— Start of DATA IN THIS EXERCISE —

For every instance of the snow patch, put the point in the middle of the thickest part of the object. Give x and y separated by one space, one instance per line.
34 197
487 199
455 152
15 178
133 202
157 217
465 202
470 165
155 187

— End of DATA IN THIS EXERCISE —

INSTRUCTIONS FOR THE TASK:
Copy the data above line for line, with no changes.

OUTPUT FOR THIS EXERCISE:
For every instance of the snow patch, put the point in the middle of the thickest part of the object. Give x and y separated by one space, one instance per line.
34 197
487 199
455 152
15 178
133 202
157 217
465 202
470 165
155 187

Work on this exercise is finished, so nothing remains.